>> start Data section
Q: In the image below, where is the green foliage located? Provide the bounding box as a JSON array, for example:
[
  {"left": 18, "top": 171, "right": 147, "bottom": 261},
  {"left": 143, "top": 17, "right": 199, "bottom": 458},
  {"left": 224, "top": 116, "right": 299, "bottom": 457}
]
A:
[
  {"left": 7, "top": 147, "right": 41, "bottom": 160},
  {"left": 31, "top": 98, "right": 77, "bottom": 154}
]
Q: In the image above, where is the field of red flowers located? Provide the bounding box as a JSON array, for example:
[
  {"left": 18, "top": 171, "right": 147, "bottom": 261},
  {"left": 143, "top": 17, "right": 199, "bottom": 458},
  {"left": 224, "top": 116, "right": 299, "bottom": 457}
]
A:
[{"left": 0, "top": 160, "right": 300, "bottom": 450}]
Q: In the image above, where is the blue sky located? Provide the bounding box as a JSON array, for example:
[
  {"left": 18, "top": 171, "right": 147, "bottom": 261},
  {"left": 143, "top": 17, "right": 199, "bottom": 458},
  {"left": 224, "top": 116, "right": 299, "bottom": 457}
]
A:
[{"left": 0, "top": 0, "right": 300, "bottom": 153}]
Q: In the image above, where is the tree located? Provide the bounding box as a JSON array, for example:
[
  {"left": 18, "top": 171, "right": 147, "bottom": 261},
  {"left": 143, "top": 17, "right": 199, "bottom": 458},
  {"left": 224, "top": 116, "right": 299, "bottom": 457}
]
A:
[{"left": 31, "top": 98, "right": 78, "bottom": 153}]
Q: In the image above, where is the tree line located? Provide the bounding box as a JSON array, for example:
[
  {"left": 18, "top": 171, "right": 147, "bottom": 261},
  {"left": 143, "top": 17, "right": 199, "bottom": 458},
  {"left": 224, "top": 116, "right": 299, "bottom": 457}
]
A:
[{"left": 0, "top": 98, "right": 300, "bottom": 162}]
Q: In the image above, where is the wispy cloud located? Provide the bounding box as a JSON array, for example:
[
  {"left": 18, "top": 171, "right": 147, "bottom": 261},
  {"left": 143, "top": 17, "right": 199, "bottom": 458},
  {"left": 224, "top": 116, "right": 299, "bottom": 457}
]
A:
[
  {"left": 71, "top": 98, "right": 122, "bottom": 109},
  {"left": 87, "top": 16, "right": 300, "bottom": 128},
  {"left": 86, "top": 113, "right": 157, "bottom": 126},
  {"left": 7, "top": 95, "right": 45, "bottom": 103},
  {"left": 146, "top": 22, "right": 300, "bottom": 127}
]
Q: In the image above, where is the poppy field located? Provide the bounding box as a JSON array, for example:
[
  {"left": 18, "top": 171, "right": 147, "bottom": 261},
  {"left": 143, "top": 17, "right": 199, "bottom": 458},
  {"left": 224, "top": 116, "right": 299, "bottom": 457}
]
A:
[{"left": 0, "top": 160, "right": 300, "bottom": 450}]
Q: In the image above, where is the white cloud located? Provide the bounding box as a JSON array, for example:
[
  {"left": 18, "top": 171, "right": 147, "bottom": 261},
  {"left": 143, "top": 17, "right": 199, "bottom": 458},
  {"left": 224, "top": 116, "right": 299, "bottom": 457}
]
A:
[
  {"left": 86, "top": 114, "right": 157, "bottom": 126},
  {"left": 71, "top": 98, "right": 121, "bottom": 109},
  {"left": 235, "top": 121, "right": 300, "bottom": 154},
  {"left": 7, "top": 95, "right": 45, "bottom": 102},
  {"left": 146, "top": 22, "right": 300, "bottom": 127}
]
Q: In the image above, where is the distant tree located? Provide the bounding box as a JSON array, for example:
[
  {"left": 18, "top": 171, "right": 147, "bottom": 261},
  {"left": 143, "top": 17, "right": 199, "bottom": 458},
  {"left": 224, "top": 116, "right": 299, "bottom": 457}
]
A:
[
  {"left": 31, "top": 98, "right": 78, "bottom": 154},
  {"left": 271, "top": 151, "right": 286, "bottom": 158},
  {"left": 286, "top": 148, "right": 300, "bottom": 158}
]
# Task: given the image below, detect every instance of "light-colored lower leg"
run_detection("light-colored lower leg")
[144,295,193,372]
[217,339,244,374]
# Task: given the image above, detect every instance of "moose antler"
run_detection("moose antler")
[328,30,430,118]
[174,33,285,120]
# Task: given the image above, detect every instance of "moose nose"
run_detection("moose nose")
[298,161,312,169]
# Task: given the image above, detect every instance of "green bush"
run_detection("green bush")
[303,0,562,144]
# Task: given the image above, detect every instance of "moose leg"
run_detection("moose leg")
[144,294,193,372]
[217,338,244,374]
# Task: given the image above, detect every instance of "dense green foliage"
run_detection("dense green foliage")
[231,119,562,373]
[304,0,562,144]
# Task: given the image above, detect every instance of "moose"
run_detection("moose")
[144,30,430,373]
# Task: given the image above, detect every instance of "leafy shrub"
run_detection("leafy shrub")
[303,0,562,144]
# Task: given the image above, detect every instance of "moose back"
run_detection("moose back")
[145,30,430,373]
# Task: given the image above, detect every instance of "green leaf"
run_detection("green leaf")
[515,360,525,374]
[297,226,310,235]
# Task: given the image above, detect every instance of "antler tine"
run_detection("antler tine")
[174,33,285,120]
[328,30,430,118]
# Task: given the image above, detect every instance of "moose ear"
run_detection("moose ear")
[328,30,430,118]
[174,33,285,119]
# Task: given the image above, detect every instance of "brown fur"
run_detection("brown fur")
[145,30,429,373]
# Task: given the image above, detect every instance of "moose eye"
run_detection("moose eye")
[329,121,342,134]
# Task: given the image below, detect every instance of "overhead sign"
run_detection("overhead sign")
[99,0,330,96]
>> end Data section
→ **Set problem**:
Reproduce all of the lines above verbatim, from start to finish.

→ **Output of the exercise**:
Q: In the image below, where is the green foliage located? Provide the bounding box as a JSON array, for example:
[
  {"left": 18, "top": 171, "right": 147, "bottom": 261},
  {"left": 143, "top": 17, "right": 199, "bottom": 458},
  {"left": 224, "top": 116, "right": 299, "bottom": 457}
]
A:
[
  {"left": 7, "top": 147, "right": 41, "bottom": 160},
  {"left": 31, "top": 98, "right": 77, "bottom": 154}
]
Q: In the image above, where is the field of red flowers located? Provide the bounding box as a JSON array, for example:
[
  {"left": 18, "top": 171, "right": 147, "bottom": 261},
  {"left": 143, "top": 17, "right": 199, "bottom": 458},
  {"left": 224, "top": 116, "right": 299, "bottom": 457}
]
A:
[{"left": 0, "top": 160, "right": 300, "bottom": 450}]
Q: In the image above, where is the blue sky located? Provide the bounding box as a JSON array, for example:
[
  {"left": 18, "top": 171, "right": 147, "bottom": 261},
  {"left": 143, "top": 17, "right": 199, "bottom": 458},
  {"left": 224, "top": 116, "right": 299, "bottom": 457}
]
A:
[{"left": 0, "top": 0, "right": 300, "bottom": 153}]
Q: In the image above, where is the tree located? Provide the bounding box as a JSON array, for example:
[
  {"left": 18, "top": 171, "right": 147, "bottom": 261},
  {"left": 143, "top": 17, "right": 199, "bottom": 458},
  {"left": 224, "top": 116, "right": 299, "bottom": 457}
]
A:
[{"left": 31, "top": 98, "right": 78, "bottom": 153}]
Q: In the image above, where is the tree line located? Provide the bounding box as a JSON array, for example:
[
  {"left": 18, "top": 171, "right": 147, "bottom": 261},
  {"left": 143, "top": 17, "right": 199, "bottom": 458},
  {"left": 224, "top": 116, "right": 299, "bottom": 457}
]
A:
[{"left": 0, "top": 98, "right": 300, "bottom": 162}]
Q: In the image above, where is the wispy cloud located? Provide the bounding box as a JSON array, for example:
[
  {"left": 18, "top": 171, "right": 147, "bottom": 261},
  {"left": 143, "top": 17, "right": 199, "bottom": 458},
  {"left": 224, "top": 116, "right": 299, "bottom": 457}
]
A:
[
  {"left": 71, "top": 98, "right": 122, "bottom": 109},
  {"left": 87, "top": 16, "right": 300, "bottom": 128},
  {"left": 86, "top": 113, "right": 157, "bottom": 126},
  {"left": 7, "top": 95, "right": 45, "bottom": 103},
  {"left": 146, "top": 22, "right": 300, "bottom": 127}
]
Q: In the image above, where is the poppy field located? Provide the bounding box as a JSON array, for example:
[
  {"left": 18, "top": 171, "right": 147, "bottom": 261},
  {"left": 143, "top": 17, "right": 199, "bottom": 458},
  {"left": 224, "top": 116, "right": 299, "bottom": 457}
]
A:
[{"left": 0, "top": 160, "right": 300, "bottom": 450}]
Q: In the image above, where is the white cloud located? Provide the bounding box as a JSON array, for example:
[
  {"left": 18, "top": 171, "right": 147, "bottom": 261},
  {"left": 143, "top": 17, "right": 199, "bottom": 458},
  {"left": 224, "top": 116, "right": 299, "bottom": 457}
]
A:
[
  {"left": 86, "top": 114, "right": 157, "bottom": 126},
  {"left": 71, "top": 98, "right": 121, "bottom": 109},
  {"left": 235, "top": 121, "right": 300, "bottom": 154},
  {"left": 7, "top": 95, "right": 45, "bottom": 102},
  {"left": 146, "top": 22, "right": 300, "bottom": 127}
]
Q: In the image above, where is the distant tree located? Provide the bounding box as a JSON array, for example:
[
  {"left": 18, "top": 171, "right": 147, "bottom": 261},
  {"left": 143, "top": 17, "right": 199, "bottom": 458},
  {"left": 224, "top": 116, "right": 299, "bottom": 457}
]
A:
[
  {"left": 31, "top": 98, "right": 78, "bottom": 154},
  {"left": 271, "top": 151, "right": 286, "bottom": 158},
  {"left": 286, "top": 148, "right": 300, "bottom": 158}
]
# Task: given the image below, detect every instance of "light-colored lower leg"
run_detection("light-colored lower leg")
[144,295,193,372]
[217,339,244,374]
# Task: given the image above, detect every instance of "moose antler"
run_detection("moose antler")
[328,30,430,118]
[174,33,285,120]
# Task: given the image above, detect every instance of "moose nose"
run_detection("moose nose")
[298,161,312,169]
# Task: given the image above, detect every instance of "green bush"
run_detection("green bush")
[303,0,562,144]
# Task: given the image above, detect every instance of "moose leg"
run_detection("moose leg")
[144,294,193,372]
[217,338,244,374]
# Task: given the image above, detect every instance of "dense green foliage"
run_detection("dense green foliage")
[231,119,562,373]
[304,0,562,144]
# Task: given the image above, detect every instance of "moose"
run_detection("moose")
[144,30,430,373]
# Task: given the image above, detect every instance of "leafy shrub"
run_detection("leafy shrub")
[303,0,562,144]
# Task: given the image above, detect every instance of "moose back"
run_detection("moose back")
[145,30,430,373]
# Task: given the image above, detect every instance of "green leaf"
run_detection("green leaf")
[515,360,525,374]
[297,226,310,235]
# Task: given the image above, detect every instance of "antler tine"
run_detection("antler tine")
[174,33,285,120]
[328,30,430,118]
# Task: given the image above, detect every instance of "moose ear"
run_detection("moose ear")
[328,30,430,118]
[174,33,285,119]
# Task: given the image above, detect every instance of "brown fur"
run_detection("brown fur")
[145,30,429,373]
# Task: given the image above, detect every instance of "moose eye"
run_detection("moose eye")
[329,121,342,134]
# Task: given the image below, detect every instance of "overhead sign"
run_detection("overhead sign")
[99,0,330,96]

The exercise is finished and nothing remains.